[Data extract — start]
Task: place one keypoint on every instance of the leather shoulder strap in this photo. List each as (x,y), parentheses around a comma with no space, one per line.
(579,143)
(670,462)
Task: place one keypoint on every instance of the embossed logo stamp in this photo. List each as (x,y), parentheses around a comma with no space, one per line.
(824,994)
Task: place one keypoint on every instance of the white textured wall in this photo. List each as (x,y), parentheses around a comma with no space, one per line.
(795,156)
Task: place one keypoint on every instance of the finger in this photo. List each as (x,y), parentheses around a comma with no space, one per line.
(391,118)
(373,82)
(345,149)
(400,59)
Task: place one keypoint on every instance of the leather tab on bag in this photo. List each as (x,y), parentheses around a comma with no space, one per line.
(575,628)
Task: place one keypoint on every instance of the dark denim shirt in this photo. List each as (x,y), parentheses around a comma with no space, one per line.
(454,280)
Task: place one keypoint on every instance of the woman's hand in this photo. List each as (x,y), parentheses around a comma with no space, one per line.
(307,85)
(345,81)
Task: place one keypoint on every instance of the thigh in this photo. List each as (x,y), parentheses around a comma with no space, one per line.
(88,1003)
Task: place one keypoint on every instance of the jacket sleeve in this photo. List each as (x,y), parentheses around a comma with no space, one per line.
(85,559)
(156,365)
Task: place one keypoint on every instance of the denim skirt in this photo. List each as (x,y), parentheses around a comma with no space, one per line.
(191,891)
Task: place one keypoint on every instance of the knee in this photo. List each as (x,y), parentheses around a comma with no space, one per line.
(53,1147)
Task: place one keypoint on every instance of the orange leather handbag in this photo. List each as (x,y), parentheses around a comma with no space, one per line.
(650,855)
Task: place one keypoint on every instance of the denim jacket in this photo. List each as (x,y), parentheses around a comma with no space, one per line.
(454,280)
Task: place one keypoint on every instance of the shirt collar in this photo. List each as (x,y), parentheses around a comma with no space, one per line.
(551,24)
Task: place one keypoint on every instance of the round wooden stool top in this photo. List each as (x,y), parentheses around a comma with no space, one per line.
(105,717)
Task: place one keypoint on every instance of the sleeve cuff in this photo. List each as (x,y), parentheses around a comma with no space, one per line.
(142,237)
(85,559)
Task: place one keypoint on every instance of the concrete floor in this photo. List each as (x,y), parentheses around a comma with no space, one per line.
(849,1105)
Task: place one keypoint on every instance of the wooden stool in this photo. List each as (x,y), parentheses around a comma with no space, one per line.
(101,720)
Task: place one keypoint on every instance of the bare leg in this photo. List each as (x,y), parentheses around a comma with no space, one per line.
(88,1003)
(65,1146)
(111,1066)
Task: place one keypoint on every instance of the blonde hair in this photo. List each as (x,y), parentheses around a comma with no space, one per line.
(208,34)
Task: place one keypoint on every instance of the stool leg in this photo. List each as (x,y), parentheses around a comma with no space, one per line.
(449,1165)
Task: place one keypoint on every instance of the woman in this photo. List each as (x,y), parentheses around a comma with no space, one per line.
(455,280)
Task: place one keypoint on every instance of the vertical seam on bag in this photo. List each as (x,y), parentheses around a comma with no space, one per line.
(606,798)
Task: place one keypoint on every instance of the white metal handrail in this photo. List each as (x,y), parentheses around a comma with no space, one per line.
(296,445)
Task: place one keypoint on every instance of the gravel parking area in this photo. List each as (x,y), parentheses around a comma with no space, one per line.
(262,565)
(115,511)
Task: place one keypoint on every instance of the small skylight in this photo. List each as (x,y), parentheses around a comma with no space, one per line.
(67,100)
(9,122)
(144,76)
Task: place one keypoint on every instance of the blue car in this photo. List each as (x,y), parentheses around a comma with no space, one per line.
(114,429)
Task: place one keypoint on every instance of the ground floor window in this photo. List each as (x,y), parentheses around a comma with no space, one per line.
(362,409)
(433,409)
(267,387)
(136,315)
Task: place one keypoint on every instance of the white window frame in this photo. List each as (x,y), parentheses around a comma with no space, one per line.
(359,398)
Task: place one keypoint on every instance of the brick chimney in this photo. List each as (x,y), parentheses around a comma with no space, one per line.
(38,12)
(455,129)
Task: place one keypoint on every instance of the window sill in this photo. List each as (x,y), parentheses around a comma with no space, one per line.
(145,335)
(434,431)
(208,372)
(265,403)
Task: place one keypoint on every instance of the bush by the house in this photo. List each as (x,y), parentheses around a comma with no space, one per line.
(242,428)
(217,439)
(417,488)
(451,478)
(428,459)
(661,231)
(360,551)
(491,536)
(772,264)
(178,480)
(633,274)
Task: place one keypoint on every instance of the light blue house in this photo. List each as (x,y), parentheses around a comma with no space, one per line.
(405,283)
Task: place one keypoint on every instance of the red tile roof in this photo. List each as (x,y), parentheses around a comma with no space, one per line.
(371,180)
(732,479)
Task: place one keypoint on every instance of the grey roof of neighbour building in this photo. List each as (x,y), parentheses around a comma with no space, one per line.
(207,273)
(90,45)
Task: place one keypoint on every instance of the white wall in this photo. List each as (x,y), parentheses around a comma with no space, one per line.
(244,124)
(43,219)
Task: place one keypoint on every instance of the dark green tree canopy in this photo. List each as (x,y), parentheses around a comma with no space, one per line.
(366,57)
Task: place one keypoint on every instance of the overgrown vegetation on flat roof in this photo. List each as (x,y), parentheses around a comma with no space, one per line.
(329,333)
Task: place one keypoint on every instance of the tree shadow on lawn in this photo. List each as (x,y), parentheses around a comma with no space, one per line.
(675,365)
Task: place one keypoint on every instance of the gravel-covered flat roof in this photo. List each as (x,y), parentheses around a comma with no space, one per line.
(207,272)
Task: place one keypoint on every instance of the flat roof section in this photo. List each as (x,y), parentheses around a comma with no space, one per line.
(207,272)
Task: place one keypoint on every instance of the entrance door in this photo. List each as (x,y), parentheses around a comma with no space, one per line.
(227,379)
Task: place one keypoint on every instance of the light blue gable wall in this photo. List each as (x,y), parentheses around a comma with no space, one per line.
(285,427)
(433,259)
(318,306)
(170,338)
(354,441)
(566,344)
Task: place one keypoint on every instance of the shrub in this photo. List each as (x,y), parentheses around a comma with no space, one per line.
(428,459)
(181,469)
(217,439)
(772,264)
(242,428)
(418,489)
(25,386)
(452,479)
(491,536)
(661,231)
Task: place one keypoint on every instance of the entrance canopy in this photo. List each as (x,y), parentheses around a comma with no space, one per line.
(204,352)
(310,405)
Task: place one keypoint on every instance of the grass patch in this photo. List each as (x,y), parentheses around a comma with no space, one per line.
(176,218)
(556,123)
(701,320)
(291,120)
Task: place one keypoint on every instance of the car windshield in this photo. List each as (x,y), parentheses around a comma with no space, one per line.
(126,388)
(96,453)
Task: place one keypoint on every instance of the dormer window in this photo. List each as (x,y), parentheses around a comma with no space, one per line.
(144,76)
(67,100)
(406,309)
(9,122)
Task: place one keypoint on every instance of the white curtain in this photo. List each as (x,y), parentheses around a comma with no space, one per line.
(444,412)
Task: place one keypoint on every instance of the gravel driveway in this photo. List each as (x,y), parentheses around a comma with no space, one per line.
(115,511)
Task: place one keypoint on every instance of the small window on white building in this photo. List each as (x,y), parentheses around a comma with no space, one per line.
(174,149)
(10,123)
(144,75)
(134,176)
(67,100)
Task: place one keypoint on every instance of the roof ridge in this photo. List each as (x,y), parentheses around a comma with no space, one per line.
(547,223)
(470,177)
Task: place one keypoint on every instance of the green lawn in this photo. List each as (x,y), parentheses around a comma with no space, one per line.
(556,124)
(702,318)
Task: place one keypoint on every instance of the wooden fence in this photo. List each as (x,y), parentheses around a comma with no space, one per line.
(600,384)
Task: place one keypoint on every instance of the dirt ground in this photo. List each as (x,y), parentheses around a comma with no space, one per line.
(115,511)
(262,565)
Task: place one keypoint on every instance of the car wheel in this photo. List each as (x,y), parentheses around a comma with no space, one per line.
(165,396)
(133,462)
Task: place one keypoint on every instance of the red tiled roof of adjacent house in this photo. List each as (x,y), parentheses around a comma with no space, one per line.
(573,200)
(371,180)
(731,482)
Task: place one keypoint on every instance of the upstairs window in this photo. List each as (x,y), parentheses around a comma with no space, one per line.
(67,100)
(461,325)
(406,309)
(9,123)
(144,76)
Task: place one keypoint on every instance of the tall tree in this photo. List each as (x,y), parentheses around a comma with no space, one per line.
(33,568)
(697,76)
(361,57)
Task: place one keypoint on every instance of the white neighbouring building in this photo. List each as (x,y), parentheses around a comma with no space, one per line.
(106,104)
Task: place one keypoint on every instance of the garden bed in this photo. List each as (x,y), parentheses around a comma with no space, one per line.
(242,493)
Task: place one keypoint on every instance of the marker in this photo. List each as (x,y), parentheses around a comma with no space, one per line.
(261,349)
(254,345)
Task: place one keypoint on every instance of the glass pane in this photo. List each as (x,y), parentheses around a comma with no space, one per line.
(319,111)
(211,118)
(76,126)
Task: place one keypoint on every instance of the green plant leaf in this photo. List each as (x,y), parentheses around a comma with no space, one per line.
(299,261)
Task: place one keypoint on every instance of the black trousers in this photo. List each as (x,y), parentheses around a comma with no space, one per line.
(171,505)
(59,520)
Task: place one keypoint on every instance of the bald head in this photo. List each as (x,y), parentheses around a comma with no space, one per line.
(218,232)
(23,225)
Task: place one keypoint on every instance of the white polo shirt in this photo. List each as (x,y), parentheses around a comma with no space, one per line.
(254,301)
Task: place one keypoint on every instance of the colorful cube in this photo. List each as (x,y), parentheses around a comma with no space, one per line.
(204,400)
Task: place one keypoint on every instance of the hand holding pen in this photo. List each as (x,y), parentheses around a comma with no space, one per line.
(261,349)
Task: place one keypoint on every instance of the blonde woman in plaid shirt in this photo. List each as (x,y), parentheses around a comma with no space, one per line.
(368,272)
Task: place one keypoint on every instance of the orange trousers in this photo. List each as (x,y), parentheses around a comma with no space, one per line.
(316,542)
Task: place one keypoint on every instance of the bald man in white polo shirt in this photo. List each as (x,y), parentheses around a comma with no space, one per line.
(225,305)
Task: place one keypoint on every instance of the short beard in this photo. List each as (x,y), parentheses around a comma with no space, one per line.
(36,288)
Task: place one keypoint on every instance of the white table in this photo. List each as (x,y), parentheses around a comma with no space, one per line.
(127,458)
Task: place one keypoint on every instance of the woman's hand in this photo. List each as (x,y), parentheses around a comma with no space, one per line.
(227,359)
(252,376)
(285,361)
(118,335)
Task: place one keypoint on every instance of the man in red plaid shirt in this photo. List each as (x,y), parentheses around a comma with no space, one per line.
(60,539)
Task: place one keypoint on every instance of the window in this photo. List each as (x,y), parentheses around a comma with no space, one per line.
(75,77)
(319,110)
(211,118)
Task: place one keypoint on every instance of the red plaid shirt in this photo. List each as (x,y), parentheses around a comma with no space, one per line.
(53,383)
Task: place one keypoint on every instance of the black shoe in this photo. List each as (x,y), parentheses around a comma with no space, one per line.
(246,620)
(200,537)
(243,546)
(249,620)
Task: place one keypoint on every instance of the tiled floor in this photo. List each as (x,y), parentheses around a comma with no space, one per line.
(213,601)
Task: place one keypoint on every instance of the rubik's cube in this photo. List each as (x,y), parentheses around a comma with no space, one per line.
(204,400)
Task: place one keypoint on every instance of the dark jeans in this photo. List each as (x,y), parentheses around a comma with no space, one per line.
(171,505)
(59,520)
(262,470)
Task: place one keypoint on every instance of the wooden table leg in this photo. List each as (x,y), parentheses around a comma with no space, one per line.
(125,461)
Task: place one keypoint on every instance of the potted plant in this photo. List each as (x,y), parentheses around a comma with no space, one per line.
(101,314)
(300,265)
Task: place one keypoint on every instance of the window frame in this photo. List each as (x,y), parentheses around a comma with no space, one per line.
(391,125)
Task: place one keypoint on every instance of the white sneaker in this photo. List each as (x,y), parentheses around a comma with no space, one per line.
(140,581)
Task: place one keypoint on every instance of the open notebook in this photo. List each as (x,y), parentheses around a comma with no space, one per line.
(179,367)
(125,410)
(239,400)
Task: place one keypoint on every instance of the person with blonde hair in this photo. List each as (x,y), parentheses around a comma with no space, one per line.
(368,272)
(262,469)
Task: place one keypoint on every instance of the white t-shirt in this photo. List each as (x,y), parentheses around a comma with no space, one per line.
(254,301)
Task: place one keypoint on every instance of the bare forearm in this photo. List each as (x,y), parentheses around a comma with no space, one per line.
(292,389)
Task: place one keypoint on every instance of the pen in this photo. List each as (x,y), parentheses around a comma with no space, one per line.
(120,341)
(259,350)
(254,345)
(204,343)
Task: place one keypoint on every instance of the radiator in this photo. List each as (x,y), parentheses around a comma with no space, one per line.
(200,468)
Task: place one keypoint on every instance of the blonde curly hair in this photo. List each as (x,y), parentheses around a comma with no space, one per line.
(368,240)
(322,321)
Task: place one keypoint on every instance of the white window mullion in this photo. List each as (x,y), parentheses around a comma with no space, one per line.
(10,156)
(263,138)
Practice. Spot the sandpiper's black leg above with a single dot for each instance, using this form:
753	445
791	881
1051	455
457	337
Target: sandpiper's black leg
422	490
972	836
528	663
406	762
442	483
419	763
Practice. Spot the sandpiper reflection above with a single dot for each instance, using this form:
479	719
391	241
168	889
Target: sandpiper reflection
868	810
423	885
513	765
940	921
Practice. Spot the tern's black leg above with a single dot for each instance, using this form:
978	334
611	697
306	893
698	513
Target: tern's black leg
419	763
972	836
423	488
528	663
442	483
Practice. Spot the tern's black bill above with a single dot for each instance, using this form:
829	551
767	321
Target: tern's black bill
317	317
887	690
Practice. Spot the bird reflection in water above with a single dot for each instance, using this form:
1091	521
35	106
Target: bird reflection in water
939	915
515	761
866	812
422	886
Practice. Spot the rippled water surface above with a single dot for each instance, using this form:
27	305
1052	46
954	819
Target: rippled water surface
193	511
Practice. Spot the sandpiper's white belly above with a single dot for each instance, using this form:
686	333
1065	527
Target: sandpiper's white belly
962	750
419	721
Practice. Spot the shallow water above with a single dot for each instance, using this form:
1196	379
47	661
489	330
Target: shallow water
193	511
[Data extract — finish]
* **Task to complete**:
This task calls for the number of lines in the entries that contain the string "single", with no accompanying text.

* **Task result**:
8